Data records

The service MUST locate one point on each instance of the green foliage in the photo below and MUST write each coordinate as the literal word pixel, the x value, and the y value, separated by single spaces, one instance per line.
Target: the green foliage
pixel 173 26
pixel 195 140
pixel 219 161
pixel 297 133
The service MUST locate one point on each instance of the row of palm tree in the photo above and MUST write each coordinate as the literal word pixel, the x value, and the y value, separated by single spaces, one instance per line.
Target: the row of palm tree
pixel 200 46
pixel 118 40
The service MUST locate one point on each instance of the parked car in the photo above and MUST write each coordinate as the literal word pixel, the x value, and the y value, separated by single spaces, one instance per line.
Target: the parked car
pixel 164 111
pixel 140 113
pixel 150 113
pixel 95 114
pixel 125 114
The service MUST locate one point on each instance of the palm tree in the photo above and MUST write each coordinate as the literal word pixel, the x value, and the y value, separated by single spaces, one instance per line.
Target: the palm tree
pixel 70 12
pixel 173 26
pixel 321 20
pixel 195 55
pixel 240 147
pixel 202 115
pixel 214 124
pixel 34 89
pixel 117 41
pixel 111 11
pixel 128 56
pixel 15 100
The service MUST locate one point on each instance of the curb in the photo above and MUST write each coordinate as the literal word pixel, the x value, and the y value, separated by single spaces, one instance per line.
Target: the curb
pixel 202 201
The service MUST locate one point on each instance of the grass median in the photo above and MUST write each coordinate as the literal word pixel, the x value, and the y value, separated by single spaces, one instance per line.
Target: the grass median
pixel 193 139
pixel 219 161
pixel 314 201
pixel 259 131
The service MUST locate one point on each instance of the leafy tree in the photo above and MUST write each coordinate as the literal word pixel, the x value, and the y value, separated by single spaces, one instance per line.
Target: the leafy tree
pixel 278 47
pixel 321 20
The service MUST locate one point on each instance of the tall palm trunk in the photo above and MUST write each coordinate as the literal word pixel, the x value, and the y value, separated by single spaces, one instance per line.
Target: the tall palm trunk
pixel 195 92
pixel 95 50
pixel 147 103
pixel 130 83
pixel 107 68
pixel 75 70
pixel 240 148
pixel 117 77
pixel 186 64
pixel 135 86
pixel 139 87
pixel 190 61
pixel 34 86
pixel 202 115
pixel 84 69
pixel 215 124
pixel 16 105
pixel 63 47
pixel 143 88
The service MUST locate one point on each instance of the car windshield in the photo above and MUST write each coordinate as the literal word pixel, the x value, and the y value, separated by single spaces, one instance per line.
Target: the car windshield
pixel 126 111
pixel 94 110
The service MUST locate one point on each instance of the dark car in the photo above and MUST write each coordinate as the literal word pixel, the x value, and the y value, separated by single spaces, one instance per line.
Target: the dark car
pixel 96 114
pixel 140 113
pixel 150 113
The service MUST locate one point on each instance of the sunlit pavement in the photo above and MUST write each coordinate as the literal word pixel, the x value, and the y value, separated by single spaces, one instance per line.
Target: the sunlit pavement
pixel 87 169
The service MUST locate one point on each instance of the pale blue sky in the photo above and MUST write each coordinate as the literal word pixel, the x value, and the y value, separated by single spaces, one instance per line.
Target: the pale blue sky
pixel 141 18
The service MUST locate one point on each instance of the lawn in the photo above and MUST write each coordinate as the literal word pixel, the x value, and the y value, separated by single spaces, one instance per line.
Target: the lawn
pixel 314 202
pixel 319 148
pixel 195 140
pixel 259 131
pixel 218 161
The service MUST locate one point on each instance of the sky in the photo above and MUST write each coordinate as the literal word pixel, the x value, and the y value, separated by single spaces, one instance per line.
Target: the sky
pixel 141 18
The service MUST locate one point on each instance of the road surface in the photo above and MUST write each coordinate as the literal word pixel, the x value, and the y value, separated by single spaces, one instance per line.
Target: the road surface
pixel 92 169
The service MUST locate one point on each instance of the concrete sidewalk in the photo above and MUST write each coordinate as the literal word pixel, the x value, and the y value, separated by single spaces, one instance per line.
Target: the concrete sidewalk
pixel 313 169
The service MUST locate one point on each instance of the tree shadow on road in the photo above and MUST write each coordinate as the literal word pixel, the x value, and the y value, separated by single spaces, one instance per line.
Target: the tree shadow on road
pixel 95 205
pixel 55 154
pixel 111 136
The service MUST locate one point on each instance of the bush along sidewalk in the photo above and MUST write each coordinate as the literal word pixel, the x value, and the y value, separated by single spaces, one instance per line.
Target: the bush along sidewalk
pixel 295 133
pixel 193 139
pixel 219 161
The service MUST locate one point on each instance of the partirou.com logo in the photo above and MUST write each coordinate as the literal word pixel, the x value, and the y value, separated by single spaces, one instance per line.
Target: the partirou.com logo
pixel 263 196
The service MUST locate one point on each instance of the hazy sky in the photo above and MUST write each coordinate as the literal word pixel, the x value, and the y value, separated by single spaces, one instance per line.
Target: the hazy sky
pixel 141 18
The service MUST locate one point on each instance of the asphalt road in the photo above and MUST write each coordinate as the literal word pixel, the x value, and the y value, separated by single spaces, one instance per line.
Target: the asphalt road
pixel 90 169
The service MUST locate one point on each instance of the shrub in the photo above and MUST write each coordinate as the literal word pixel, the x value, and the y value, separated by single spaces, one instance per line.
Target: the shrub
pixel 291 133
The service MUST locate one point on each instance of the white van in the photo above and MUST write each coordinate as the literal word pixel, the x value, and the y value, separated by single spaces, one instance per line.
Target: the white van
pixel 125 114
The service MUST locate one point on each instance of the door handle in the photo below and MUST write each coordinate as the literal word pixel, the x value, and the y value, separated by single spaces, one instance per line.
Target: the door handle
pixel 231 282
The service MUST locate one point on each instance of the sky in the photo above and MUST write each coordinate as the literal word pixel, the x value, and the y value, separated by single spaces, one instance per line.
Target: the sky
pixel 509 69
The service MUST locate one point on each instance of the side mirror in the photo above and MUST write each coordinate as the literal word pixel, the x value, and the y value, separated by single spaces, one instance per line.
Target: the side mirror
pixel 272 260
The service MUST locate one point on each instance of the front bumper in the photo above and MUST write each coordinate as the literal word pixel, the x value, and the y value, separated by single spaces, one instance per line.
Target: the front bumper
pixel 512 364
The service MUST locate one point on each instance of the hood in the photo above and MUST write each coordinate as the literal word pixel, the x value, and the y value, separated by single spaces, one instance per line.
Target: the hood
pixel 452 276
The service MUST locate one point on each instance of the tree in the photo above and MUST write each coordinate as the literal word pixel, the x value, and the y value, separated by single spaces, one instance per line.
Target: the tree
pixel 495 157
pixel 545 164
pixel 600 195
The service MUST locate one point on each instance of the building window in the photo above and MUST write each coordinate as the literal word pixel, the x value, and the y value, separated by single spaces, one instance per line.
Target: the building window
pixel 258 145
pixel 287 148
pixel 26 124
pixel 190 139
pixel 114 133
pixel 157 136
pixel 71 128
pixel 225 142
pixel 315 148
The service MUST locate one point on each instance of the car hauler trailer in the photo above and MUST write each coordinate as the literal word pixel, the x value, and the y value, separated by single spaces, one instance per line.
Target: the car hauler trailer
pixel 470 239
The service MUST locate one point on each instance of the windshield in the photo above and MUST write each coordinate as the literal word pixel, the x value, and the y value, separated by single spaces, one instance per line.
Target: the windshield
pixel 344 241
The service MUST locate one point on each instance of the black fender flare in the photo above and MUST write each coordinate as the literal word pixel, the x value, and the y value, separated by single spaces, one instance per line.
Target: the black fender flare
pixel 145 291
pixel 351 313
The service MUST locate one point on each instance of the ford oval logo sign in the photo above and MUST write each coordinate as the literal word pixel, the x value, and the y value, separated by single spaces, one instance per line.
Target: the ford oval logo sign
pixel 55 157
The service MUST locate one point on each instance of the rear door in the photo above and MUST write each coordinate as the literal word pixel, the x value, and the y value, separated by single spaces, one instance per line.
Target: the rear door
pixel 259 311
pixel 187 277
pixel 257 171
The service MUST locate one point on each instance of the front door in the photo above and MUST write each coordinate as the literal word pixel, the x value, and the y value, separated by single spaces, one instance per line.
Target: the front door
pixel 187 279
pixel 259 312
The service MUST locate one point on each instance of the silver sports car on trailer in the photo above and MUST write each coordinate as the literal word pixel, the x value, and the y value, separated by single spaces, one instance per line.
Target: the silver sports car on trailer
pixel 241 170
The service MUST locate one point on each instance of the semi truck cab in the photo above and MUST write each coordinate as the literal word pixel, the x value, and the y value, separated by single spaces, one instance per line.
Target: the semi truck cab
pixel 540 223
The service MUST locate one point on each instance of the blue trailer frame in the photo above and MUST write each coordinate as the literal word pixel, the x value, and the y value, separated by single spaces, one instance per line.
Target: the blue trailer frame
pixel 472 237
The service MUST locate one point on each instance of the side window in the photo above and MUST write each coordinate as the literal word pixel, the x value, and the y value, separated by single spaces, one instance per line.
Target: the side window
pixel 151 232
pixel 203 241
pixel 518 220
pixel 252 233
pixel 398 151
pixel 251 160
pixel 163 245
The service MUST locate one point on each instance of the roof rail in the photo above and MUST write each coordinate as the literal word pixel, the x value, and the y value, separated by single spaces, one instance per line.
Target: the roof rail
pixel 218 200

What is needed =>
Check the data for the word "below" and pull out the lines that have it.

Solution for this problem =>
The service MUST locate one point on each instance of the green foliage in the photo below and MUST write each coordinate as the literal word pixel, the x value, and the y value, separated by single spaces, one instance per line.
The service MUST locate one point on each instance of the door handle in the photo below and MUST write each coordinate as the literal word pixel, the x value, and the y value, separated by single spaces, one instance per line.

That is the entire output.